ATIVIDADES:
- a) Responda com base no trecho do documento sobre a pesquisa com mulheres com dor crônica:
(i) Em que meses de 2020 os dados da pesquisa foram coletados?
(ii) Em quantos domínios as 37 questões foram divididas?
(iii) Segundo o National Pain Report (2014), que porcentagem das mulheres americanas entrevistadas achava que os médicos levavam sua dor menos a sério por serem mulheres?
- b) Prossiga o trecho do documento sobre a pesquisa com mulheres com dor crônica a partir da última frase.

TRECHO DO DOCUMENTO:

Como foi feita a pesquisa 

Os dados foram coletados entre outubro e novembro de 2020, por meio de um questionário veiculado online pelo Google Forms, sob a supervisão do autor e do blog Dor Crônica, pelo acessou a sua base mensal de 80 mil visitantes, bem como as maiores plataformas de mídia social (Google, Facebook, Instagram, LinkedIn e WhatsApp). Para promover a participação no estudo, as participantes ganharam um ebook inédito (“Dores Femininas”, 250 págs.).

Ao todo 37 questões foram divididas em quatro domínios: informações demográficas, percepção de aspectos do atendimento fornecido pelo médico e pela equipe médica que sugerem valorização, informações sobre dor (intensidade, informação); e Escala Multidimensional de Lócus de Controle. Das 1.022 mulheres, dois terços delas têm curso superior e as demais 2º grau incompleto a superior incompleto.

Estudos internacionais confirmam

Os resultados do novo estudo se assemelham aos de uma pesquisa de 17 artigos sobre queixas de 204.586 pacientes, feitas via online em cinco países – EUA, Reino Unido, Alemanha, Canadá e China (2000/ 2018), na qual a metade dos pacientes (49,71%) criticava atitudes ou comportamentos da equipe médica relativos ao paciente, tais como não levar em conta suas preferências, suporte emocional, informação e educação, entre os mais relevantes.

Das mais de 2.400 mulheres americanas com dor crônica entrevistadas online pelo National Pain Report (2014), 65% acha que os médicos levavam a sua dor menos a sério por serem mulheres; e 84% foi tratada de forma diferente pelos médicos por causa de seu sexo. Aproximadamente a metade ouviu dos médicos as suas dores “estarem apenas nas suas cabeças” (saiba mais aqui).

DADOS:

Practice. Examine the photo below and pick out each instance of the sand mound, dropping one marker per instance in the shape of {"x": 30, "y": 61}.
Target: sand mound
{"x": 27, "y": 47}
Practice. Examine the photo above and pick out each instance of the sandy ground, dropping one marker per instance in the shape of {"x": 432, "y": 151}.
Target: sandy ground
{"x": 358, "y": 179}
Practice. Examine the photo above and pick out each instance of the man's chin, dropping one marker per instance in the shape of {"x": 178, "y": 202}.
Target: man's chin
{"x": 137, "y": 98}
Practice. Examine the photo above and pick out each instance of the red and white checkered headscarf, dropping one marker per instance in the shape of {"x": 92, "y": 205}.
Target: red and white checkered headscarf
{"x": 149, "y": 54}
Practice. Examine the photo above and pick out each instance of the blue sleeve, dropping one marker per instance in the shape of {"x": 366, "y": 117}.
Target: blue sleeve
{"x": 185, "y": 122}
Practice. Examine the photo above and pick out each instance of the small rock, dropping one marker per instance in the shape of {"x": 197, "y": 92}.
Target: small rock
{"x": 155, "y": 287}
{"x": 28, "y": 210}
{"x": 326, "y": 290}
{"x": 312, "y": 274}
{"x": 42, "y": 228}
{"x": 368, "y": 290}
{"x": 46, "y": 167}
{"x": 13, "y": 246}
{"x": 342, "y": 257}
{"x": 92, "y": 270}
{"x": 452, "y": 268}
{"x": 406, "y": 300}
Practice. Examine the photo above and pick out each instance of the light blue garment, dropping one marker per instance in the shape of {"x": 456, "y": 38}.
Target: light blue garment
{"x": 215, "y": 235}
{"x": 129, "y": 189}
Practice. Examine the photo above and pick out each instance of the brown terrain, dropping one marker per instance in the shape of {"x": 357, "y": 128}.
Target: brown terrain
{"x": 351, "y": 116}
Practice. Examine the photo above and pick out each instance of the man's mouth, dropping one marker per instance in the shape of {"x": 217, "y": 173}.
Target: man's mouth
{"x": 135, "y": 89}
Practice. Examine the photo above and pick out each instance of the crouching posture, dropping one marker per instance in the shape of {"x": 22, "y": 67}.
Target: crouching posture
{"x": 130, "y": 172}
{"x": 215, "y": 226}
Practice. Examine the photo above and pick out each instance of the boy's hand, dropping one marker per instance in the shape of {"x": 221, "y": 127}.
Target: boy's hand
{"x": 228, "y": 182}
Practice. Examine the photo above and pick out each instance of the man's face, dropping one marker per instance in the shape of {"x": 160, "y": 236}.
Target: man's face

RESPOSTAS:
- a)
(i) Outubro e novembro.
(ii) Quatro.
(iii) 65%.

- b)
Segundo Julio, como se pode notar, o assunto já é motivo, há mais de uma década, de pesquisas e de um movimento muito forte em países desenvolvidos. Mas até o momento, não tem sido pesquisado no Brasil.

Nos últimos 50 anos, em diversos países desenvolvidos têm sido progressivamente apontada a disparidade de gênero que caracteriza os serviços de saúde, seja no atendimento clínico, na pesquisa, na farmacologia, e até no reconhecimento das profissionais de saúde mulheres. Disparidades que, ao afetar o acesso da mulher a recursos de promoção da saúde, prejudicam a sua saúde e bem-estar. Dessa evolução pouco se sabe no Brasil, onde o tema em pauta não tem sido pesquisado”, conta.

Um pequeno estudo abrangendo mulheres fibromiálgicas, admitiu que “na maioria das vezes elas sofrem caladas, enfrentam discriminação, preconceitos e exclusão. Nesse caso, possuem vulnerabilidade física e social aumentada.”

Projeto conscientiza sobre Dor Crônica

Após sofrer por 25 anos de dor cervical, Julio Troncoso passou a se dedicar à pesquisa sobre dor crônica, e desenvolveu uma estratégia de vida e um tratamento multifatorial capaz de controlá-la. Os projetos de Julio convergem para um foco: ajudar a construir uma conscientização sobre Dor Crônica no Brasil, entre pacientes e profissionais de saúde. Esse foi um dos motivos de ter criado o Dor Crônica – O Blog (https://dorcronica.blog.br), projeto filantrópico de educação em dor no Brasil que reúne artigos, posts, e-books, vídeos, questionários médicos, aplicativos, cartuns, lâminas pedagógicas e outros conteúdos nas redes sociais.

Pelo fato de o blog ter muitos acessos de pessoas de outros países, a maior parte de seu conteúdo já se encontra para o inglês e espanhol. Pesquisador profissional e estudioso da área de dor, Julio já lançou 10 e-books e dois aplicativos relacionados à esta temática e o fato de falar quatro idiomas facilitou interpretar, compilar e analisar as mais diversas pesquisas realizadas no mundo sobre a dor feminina e o viés de gênero na saúde.

Como resultado, foi criado o e-book ‘O Paradoxo de Eva’, juntamente com o aplicativo gratuito ‘Alívio Mulher’ e também o ‘Alívio Coronavírus’, terceiro aplicativo desenvolvido pelo pesquisador. O projeto tem consultoria de Rosana Pereira, administradora de empresas com pós-graduação na Fundação Getúlio Vargas.